To upload a new dataset, select a data file containing a gene expression matrix. This file can be a sparse matrix file in Matrix Market format (.mtx, as produced by scipy.io.mmwrite) or a dense matrix as a space or tab-delimited file (as produced by np.savetxt). The file should not contain any headers. Make sure to indicate whether the file is genes-by-cells or cells-by-genes.
After updating the data, you will eventually be redirected to a view that looks like the one above. On the top, there are two plots. The plot on the left shows the distribution of total read counts per cell. The plot on the right shows the relationship between mean and variance for all genes.
- Number of clusters: If the number of cell types is known, use the number of cell types here. Otherwise, this can be set to 0, which automatically infers the number of clusters using a gap score metric. Alternatively, setting this to between 10 and 20 usually produces reasonable results (clusters can be merged or split later on).
- Visualization method: How to create a scatterplot of cells using the output of Uncurl. One of MDS, PCA, tSNE, or UMAP. Default: tSNE.
- Baseline visualization method: How to create a scatterplot of cells without using Uncurl. One of PCA, tSNE, or UMAP. Default: tSNE.

(Stored items)
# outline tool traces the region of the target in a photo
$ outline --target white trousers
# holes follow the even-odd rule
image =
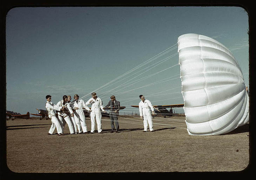
[[[82,129],[83,132],[88,132],[87,126],[86,125],[86,123],[85,123],[85,116],[83,111],[80,109],[76,109],[74,112],[74,114],[75,115],[74,116],[75,121],[78,126],[79,132],[81,132]],[[82,129],[81,129],[81,127]]]
[[[93,110],[90,113],[91,123],[92,127],[91,128],[91,132],[93,133],[95,130],[95,118],[96,118],[97,122],[97,127],[98,130],[98,132],[100,133],[102,131],[101,129],[101,113],[100,110]]]
[[[52,116],[51,118],[52,121],[52,125],[50,128],[48,132],[50,134],[53,134],[55,130],[55,128],[57,129],[57,132],[58,134],[62,133],[63,131],[61,128],[61,126],[58,118],[56,116]]]
[[[58,115],[58,117],[59,119],[60,120],[60,121],[61,122],[60,125],[61,126],[61,128],[62,128],[62,131],[64,132],[64,128],[65,127],[65,125],[66,124],[66,123],[68,124],[68,128],[69,129],[69,132],[70,134],[73,134],[74,133],[74,127],[72,124],[71,121],[70,120],[69,117],[68,115],[65,115],[64,116],[62,116],[60,115]],[[64,119],[65,121],[63,121],[63,119]]]
[[[142,109],[143,114],[143,124],[144,126],[144,131],[148,131],[148,123],[149,126],[150,131],[153,131],[153,122],[152,121],[151,111],[148,109]]]
[[[72,123],[72,125],[73,125],[74,130],[75,131],[75,132],[76,133],[76,132],[78,132],[78,126],[76,125],[75,121],[75,118],[73,117],[72,117],[71,115],[70,114],[68,114],[68,116],[69,117],[69,119],[70,119],[71,120],[71,123]]]

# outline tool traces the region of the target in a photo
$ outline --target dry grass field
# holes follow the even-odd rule
[[[173,118],[186,125],[184,117]],[[165,119],[153,123],[170,123]],[[47,135],[50,120],[7,121],[8,167],[18,173],[207,172],[242,171],[249,164],[249,124],[225,135],[192,136],[164,126],[143,132],[136,117],[120,117],[120,132],[110,133],[109,120],[102,119],[102,134],[68,134],[66,125],[63,136]]]

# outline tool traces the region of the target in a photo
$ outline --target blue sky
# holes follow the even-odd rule
[[[36,108],[45,109],[49,94],[55,103],[64,95],[81,98],[175,45],[187,33],[211,37],[227,47],[249,86],[248,29],[247,14],[240,7],[14,8],[6,17],[7,110],[36,113]],[[174,49],[166,57],[177,52]],[[135,71],[101,91],[123,85],[118,92],[96,92],[104,105],[116,95],[127,110],[138,104],[141,94],[155,105],[183,103],[179,78],[137,89],[178,74],[178,62],[176,55],[130,81]],[[163,91],[167,94],[147,98]]]

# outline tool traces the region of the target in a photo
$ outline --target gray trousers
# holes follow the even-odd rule
[[[115,122],[115,124],[116,125],[116,131],[118,131],[119,129],[119,123],[118,123],[118,114],[113,113],[109,114],[109,117],[110,117],[110,123],[111,124],[111,130],[113,131],[115,129],[115,126],[114,125],[114,122]]]

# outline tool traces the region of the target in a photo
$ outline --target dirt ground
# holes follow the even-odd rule
[[[184,117],[173,118],[186,125]],[[237,172],[248,165],[249,124],[225,135],[194,136],[166,127],[171,118],[154,119],[166,127],[153,132],[143,132],[138,120],[120,117],[119,133],[110,133],[106,118],[102,134],[68,134],[66,124],[63,136],[47,135],[50,120],[7,121],[7,165],[17,173]]]

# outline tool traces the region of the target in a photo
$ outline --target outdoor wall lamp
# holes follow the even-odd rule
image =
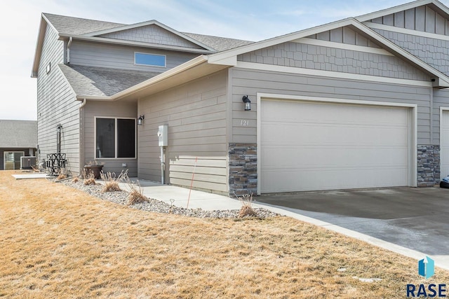
[[[247,95],[244,95],[243,97],[241,98],[241,100],[245,103],[245,111],[248,111],[251,110],[251,101],[248,97]]]
[[[145,116],[140,116],[139,118],[138,118],[138,125],[143,125],[143,120],[145,118]]]

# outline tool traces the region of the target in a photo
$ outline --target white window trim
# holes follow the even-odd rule
[[[22,156],[25,155],[25,152],[23,151],[5,151],[3,152],[3,169],[6,169],[6,154],[8,153],[22,153]],[[14,169],[14,170],[17,170],[17,169]]]
[[[135,55],[136,54],[146,54],[149,55],[154,55],[154,56],[163,56],[163,67],[161,65],[154,65],[154,64],[142,64],[140,63],[135,62]],[[154,54],[154,53],[145,53],[145,52],[134,52],[134,65],[143,65],[145,67],[167,67],[167,55],[164,55],[163,54]]]
[[[417,105],[415,104],[405,104],[397,102],[375,102],[375,101],[363,101],[359,99],[347,99],[337,98],[328,98],[319,97],[304,97],[290,95],[270,94],[264,92],[257,92],[257,195],[260,195],[262,186],[260,185],[260,178],[262,177],[262,148],[260,136],[262,134],[262,101],[263,100],[275,100],[275,101],[288,101],[288,102],[325,102],[335,104],[353,104],[363,106],[393,106],[393,107],[407,107],[412,109],[410,117],[409,119],[410,129],[409,141],[410,147],[410,156],[409,158],[410,169],[409,169],[409,186],[416,187],[417,186]],[[442,113],[442,112],[441,112]]]
[[[97,158],[97,118],[110,118],[114,120],[114,142],[115,144],[114,158]],[[117,157],[117,146],[119,143],[117,142],[117,119],[132,119],[134,120],[134,158],[119,158]],[[94,116],[93,121],[93,157],[95,160],[135,160],[138,158],[138,130],[136,127],[137,118],[127,118],[127,117],[116,117],[116,116]]]

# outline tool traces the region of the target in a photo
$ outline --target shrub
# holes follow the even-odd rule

YOUR INSTRUCTIONS =
Continue the guide to uploading and analyzing a gene expression dataset with Uncurl, picking up after its final sentence.

OUTPUT =
- Remove cells with read counts greater/less than: This should be self-explanatory. Cells removed this way will not be used in the downstream processing. The default is to remove the top and bottom 5% of cells by total read count. If you want to include all cells, set the first number to 0 and the second number to a very high number.
- Distribution: For UMI or count-valued data, Poisson usually is best. For normalized counts (FPKM, RPKM,...), you might want to use log-normal. If the data has already been log-transformed, Gaussian might be preferable.
- Fraction of genes to include: As a preprocessing step, Uncurl selects a subset of genes for inference using variance-based selection. By default, this is 0.2.
- Fraction of cells to include for visualization: If there is a large number of cells, then the number of cells can be subsampled for the dimensionality reduction, to reduce computational and data transfer requirements. By default, this sets it so that the number of cells retained is at most about 1500. Set this to 1.0 to include all cells.
- Normalize cells by read count: If this is set to true, then for all cells, the read counts will be divided by the total read count for that cell, and then multiplied by the median read count for all cells.
After Uncurl has finished running, you will be redirected to a page that looks like the one above. The graph on the left is a scatterplot that shows a dimensionally reduced view of the cells or cluster means. The graph on the right shows the top genes for the selected cluster, or relationships between clusters.
To change the scatterplot view, click on the radio buttons above the plot, circled in red. The default view shows the cluster means. The "Processed cells" option shows a scatterplot with all cells.
To change the cluster being shown on the barplot, click on any cell or cluster mean.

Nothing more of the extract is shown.